Selected passage:
----

Queensland has recorded another 10,391 cases of COVID-19 as much of the state edges closer to the peak of the Omicron wave.
Another 12 people have died in the last 24 hours after recently returning a positive COVID-19 result.
They include one person aged in their 60s, two in their 70s, six in their 80s and three in their 90s.
There are still 833 people being treated in public hospitals across Queensland, including 53 people in ICU.
Chief Health Officer Dr John Gerrard said the number of people being hospitalised had increased slightly in the last 24 hours.
“We know that the Gold Coast is a solid seven days ahead of the rest of Queensland in terms of its epidemic,” Dr Gerrard said.
“So we don’t really expect to see significant falls in the rest of southeast Queensland until sometime in the coming week.”
Dr Gerrard said it appeared the epidemic was occurring in two different ways.
“We’re seeing it occurring geographically,” he said.
“Clearly the epidemic started on the Gold Coast between Christmas and New Year and then spread very rapidly to the rest of Queensland.
“But also in terms of age groups.
“It started with young adults and then through the workforce of Queensland.
“What we’re seeing in hospitals reflects the next group which is the older age group in particular and those with co-morbidities.
“And that will be the last group we will see and, in many ways, clearly the most important because these are the ones that are sickest and the most likely to experience complications.”
Dr Gerrard said it was good to see the number of people getting infected in the workforce is decreasing right across the state.
“Already we’re seeing reductions right across Queensland in the numbers of people with COVID-19 in the workforce,” he said.
Mattie Ryan, Woolworths State Supply Chain Manager, said their workforce had grown significantly this week, with a number of people returning to work, allowing stock to return to shelves.
For much of this month, stores across the Gold Coast have been stripped bare because of the disruptions to supply chain cause by the Omicron outbreak.
A few weeks ago between 30-40 per cent of their workforce had either contracted the virus or was forced to isolate because they were a close contact.
This week that number has dropped to between 10-20 per cent.
“That’s put us in much better shape to deliver products for our stores,” Mr Ryan said.
“We’ve seen this week about a 15 per cent uplift in what we’ve been getting into our supermarkets
“We expect that trend to continue into next week and it should put us in much better shape.”
Mr Ryan admitted there was still a way to go before things would return to normal.
“We know everything isn’t perfect at the stores at the moment,” he said.
“Meat and toilet paper isn’t exactly where we would want it to be.
“But a number of our key categories are improving day by day and we should see that continue into next week.”
Today also marks two years since the state government declared a Public Health Emergency in relation to the COVID outbreak, allowing the Chief Health Officer to enact certain public health measures.
Queensland was the first jurisdiction in the state to made that declaration.
It came a day after the state saw its first case on COVID-19, in a traveller from Wuhan on the Gold Coast.

----

Data records:

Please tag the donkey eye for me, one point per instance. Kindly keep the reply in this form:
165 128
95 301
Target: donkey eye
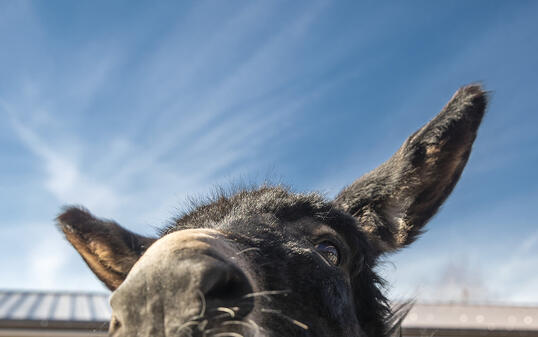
329 252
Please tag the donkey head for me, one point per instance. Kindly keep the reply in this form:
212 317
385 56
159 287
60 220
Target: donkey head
269 262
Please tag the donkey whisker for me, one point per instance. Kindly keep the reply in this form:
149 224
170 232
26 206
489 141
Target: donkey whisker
267 293
247 250
279 313
228 334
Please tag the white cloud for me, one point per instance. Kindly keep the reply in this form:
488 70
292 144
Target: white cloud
64 180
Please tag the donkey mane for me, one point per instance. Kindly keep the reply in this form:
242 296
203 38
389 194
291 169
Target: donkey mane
289 206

----

Task details: Using the Queensland COVID-19 report, list every age bracket given for the people who died in the last 24 hours, with the number of deaths in each.

Exercise answer:
- 60s: one person
- 70s: two people
- 80s: six people
- 90s: three people